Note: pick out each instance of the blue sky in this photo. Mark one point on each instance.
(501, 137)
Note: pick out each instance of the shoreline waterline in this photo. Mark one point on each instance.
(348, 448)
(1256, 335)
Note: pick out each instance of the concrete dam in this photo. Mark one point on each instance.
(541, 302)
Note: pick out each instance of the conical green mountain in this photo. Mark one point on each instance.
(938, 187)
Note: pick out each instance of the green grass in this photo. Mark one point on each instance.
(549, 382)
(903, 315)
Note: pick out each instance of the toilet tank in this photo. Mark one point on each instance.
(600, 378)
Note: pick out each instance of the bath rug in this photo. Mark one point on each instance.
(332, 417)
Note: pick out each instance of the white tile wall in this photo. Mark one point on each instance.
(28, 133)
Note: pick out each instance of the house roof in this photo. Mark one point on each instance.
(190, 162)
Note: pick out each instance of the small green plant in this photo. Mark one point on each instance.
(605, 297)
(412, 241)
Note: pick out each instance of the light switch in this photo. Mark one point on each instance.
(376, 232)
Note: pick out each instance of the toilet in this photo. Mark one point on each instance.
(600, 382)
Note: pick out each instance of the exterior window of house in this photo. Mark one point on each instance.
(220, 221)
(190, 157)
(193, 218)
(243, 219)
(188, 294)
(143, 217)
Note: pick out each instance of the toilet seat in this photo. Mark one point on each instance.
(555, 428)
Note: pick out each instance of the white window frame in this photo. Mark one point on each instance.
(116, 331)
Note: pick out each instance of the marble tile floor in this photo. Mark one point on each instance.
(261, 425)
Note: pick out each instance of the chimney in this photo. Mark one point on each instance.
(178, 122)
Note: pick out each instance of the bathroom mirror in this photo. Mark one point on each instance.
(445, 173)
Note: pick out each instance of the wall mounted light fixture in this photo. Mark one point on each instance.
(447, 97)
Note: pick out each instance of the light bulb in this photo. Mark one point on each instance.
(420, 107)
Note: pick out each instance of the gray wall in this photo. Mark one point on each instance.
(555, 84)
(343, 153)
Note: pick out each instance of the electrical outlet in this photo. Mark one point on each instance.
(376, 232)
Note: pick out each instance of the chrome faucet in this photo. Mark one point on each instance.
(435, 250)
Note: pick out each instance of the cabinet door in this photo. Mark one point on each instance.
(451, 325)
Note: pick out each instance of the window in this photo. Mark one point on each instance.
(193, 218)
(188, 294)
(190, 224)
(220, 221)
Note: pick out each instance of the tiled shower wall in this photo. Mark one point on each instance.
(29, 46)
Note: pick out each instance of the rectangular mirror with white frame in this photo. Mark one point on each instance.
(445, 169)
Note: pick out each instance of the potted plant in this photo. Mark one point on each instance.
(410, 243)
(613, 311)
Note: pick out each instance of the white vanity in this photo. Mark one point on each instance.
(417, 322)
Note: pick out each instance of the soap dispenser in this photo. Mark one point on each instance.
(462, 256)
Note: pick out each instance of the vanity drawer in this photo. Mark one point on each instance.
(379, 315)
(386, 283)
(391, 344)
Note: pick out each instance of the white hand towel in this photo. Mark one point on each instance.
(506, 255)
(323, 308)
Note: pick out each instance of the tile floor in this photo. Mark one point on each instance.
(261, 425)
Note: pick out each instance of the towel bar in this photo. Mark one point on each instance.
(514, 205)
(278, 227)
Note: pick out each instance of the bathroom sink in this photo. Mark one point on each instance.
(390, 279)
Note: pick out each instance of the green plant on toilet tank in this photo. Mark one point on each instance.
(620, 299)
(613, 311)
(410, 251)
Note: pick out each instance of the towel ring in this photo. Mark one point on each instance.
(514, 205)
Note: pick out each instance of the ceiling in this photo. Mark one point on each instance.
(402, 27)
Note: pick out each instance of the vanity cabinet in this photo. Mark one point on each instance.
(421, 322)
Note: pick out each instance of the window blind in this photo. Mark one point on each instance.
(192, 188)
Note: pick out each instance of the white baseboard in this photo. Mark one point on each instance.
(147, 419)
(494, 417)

TASK INSTRUCTIONS: Print the lines above without any change, starting at the one that contains "Note: pick out each instance of the tile floor" and ending at the final line, both included.

REPLY:
Note: pick out each instance of the tile floor in this photo. Mark one point on each instance.
(261, 425)
Note: pick out each instance of the towel bar in this photo. Mark one point on each instance.
(514, 205)
(278, 227)
Note: pick out each instance of the bathroom sink in this photo. Mark one point on each instance.
(390, 279)
Note: pick out each instance of the green plant on toilet tank in this photo. Mark one point on each instance.
(620, 299)
(613, 311)
(410, 251)
Note: pick out each instance of the towel ring in this photo. Mark one point on each instance.
(514, 205)
Note: pick out each instance of the ceiling in this photo. Mark one point on each instance.
(402, 27)
Note: pick out each instance of the vanity cabinet in this photo. Mark one point on each instance.
(421, 322)
Note: pick out each instance of the window blind in this photo. Mark one point on each instance.
(192, 188)
Note: pick out each instance of the white baseboard in this photo. Mark one point on each instance.
(147, 419)
(494, 417)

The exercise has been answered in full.